• _What is needed_
Please write out all of the data below again, request line included, scaling every bounding box coordinate in the answers by 1.05 and rounding each result to a whole number, with halves rounded up.

Rows from a box labeling dataset
---*---

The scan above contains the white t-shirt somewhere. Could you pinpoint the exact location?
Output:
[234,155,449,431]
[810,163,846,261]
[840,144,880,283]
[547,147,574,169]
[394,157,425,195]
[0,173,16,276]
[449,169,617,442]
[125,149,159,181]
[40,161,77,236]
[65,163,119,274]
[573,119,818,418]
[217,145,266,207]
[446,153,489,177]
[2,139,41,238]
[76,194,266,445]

---*---

• _Task output_
The scan above contains the white t-shirt somewhere. Could you pinpoint the exact location?
Output:
[246,163,471,453]
[851,171,888,274]
[882,151,924,297]
[574,154,603,177]
[414,165,446,205]
[0,182,17,290]
[471,177,648,464]
[131,156,167,190]
[42,169,81,248]
[68,171,125,288]
[602,125,859,439]
[228,152,279,217]
[468,161,513,186]
[2,146,43,250]
[80,204,279,467]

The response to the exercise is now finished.